(Task description): Would you return the lines from the one that contains "Target: fine dry sand" to the last line of the entries below, exactly and with nothing added?

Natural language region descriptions
[Start of Attachment]

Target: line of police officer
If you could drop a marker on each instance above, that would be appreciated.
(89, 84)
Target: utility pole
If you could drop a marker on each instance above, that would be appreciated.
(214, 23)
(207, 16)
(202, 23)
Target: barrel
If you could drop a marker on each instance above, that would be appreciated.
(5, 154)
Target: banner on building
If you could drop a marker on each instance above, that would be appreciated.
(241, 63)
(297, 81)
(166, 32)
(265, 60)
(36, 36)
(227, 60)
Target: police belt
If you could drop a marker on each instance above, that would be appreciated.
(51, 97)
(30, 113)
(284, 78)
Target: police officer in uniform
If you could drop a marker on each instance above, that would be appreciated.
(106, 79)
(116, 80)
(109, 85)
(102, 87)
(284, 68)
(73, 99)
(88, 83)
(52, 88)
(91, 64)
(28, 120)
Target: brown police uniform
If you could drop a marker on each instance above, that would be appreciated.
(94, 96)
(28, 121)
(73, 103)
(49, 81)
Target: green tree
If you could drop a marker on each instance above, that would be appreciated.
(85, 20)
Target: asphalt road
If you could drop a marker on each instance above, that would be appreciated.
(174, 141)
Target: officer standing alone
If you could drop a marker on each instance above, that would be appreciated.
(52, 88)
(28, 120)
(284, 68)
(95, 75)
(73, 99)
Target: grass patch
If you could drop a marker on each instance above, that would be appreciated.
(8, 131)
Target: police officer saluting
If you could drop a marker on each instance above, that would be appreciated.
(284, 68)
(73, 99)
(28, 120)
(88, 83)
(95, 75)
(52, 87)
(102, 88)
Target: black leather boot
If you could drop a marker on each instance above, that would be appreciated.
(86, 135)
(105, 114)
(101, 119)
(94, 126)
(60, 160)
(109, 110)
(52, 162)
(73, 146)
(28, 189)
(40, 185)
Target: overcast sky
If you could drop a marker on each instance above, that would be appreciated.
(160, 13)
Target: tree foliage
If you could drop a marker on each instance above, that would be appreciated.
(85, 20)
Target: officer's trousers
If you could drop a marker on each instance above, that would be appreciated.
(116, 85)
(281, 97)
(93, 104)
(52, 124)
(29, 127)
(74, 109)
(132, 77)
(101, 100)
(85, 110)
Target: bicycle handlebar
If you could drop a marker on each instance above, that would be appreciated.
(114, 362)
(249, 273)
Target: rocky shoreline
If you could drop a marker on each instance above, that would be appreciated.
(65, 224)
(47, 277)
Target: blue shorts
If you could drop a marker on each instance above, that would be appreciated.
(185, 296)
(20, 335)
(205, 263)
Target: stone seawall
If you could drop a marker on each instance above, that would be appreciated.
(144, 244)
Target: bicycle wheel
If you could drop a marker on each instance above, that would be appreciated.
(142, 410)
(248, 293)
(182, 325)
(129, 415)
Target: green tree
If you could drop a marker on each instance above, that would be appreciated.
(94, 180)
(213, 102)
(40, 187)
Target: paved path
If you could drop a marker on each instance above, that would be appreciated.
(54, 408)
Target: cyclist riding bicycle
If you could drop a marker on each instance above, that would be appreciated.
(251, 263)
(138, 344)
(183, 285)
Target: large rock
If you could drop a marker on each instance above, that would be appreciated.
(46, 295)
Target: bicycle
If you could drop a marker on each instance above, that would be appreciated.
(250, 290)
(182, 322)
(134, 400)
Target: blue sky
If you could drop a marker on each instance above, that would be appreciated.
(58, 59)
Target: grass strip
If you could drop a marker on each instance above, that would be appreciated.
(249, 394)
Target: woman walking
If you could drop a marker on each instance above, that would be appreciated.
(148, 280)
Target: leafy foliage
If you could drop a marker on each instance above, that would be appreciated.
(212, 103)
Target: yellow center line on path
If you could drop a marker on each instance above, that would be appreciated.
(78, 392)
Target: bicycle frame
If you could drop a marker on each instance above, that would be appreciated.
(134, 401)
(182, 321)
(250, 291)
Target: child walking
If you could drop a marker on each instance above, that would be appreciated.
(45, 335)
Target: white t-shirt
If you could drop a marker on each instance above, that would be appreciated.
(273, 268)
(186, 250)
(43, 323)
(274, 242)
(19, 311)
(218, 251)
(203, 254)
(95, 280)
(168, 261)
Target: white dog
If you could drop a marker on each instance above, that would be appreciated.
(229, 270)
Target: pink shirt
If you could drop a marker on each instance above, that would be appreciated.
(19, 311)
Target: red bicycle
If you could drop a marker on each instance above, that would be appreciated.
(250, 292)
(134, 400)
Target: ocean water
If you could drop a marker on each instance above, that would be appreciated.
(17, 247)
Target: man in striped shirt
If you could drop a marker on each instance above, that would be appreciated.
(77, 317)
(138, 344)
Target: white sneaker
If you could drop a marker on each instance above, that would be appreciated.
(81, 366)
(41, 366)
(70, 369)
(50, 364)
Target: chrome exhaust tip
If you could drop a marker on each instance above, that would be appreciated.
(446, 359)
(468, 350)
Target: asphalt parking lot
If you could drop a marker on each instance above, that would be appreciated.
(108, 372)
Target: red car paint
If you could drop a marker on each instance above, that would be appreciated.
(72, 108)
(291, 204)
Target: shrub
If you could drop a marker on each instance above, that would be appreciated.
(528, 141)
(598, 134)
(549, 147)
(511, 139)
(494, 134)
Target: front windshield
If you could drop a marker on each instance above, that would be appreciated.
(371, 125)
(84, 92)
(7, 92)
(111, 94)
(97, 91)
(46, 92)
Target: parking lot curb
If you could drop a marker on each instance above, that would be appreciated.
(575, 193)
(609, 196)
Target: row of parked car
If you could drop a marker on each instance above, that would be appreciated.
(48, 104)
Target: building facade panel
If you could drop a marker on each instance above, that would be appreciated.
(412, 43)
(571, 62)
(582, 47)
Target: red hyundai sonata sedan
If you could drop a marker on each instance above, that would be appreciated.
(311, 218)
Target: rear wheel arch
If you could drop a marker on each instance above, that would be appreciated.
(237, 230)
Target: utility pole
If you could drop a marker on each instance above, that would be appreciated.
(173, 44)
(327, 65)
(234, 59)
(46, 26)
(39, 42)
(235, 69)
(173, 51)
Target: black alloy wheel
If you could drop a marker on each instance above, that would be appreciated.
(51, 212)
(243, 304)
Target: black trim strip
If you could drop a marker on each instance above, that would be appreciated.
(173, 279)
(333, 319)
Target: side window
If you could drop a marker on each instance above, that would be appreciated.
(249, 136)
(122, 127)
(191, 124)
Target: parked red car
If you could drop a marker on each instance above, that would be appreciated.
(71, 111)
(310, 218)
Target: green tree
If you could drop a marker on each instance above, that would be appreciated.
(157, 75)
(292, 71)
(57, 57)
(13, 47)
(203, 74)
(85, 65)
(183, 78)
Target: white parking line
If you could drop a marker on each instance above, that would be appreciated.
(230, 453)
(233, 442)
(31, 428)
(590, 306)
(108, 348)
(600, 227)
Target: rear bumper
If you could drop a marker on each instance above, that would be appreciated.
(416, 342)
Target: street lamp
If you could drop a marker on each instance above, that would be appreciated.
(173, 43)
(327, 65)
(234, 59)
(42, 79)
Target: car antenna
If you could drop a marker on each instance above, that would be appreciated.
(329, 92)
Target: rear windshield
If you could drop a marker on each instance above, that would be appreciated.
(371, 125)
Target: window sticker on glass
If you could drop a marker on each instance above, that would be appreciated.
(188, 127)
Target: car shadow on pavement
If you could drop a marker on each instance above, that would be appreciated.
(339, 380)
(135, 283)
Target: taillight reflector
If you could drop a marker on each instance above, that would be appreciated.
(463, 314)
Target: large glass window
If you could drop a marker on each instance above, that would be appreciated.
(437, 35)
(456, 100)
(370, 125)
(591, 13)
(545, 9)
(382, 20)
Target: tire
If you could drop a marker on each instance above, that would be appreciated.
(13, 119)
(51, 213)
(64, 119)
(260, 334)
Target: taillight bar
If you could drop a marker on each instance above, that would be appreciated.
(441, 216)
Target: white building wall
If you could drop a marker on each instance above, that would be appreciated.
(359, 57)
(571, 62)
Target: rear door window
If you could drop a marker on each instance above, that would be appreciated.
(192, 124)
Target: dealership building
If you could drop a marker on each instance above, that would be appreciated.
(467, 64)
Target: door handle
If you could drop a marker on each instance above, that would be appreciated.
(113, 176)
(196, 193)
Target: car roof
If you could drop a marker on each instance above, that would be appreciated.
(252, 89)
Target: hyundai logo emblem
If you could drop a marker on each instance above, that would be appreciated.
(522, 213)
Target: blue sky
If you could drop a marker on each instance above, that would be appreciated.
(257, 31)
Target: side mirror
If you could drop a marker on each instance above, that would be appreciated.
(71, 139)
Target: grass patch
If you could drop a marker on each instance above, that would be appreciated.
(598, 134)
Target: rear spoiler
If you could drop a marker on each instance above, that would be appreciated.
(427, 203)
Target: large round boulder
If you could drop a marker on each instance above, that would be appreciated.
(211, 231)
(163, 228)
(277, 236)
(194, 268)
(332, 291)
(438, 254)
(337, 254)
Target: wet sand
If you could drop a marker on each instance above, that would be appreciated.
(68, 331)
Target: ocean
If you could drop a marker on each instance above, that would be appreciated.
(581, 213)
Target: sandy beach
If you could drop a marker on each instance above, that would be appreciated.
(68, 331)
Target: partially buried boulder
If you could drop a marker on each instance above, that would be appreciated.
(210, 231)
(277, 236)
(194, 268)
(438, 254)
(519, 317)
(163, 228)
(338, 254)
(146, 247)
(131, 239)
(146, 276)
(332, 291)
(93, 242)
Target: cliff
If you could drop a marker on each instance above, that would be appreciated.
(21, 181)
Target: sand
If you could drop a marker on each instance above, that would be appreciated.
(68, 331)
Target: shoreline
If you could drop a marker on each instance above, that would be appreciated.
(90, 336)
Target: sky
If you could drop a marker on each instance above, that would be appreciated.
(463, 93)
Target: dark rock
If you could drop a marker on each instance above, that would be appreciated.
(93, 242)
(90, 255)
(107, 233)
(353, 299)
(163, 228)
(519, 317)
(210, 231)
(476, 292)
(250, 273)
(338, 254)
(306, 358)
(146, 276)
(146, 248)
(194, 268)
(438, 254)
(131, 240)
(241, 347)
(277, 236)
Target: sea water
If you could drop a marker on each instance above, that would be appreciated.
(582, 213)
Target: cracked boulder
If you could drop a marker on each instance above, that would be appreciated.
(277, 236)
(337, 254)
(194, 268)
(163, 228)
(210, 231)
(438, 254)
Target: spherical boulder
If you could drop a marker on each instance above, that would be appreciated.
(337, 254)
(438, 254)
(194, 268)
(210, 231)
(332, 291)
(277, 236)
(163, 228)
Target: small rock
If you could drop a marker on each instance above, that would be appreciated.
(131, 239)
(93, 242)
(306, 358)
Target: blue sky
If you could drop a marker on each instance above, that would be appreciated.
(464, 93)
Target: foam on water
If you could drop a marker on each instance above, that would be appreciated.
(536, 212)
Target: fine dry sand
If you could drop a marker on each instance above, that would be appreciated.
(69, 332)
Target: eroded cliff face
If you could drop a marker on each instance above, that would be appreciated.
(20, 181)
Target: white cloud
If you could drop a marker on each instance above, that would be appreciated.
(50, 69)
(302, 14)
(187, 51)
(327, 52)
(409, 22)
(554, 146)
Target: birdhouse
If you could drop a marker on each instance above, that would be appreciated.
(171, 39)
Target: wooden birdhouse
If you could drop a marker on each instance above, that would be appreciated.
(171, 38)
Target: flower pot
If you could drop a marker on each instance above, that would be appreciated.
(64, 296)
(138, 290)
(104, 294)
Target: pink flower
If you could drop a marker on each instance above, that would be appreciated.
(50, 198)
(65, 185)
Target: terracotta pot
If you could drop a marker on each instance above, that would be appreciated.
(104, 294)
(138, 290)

[End of Attachment]

(The completed task):
Target: fine dry sand
If you could drop a marker on each instance above, that would be appreciated.
(69, 332)
Target: eroded cliff face
If you could drop a marker on each instance above, that would be appreciated.
(20, 181)
Target: white cloud
If you could drop a marker on each instance above, that would be appreciated.
(50, 69)
(302, 14)
(187, 51)
(327, 52)
(409, 22)
(554, 146)
Target: birdhouse
If you could drop a marker on each instance above, that would be appreciated.
(171, 39)
Target: wooden birdhouse
If you could drop a marker on each instance above, that would be appreciated.
(171, 38)
Target: flower pot
If you could drop a marker on each instance above, that would be appreciated.
(64, 296)
(138, 290)
(104, 294)
Target: pink flower
If you could drop a marker on each instance above, that would be appreciated.
(50, 198)
(65, 185)
Target: terracotta pot
If you could drop a marker on each instance above, that would be appreciated.
(104, 294)
(138, 290)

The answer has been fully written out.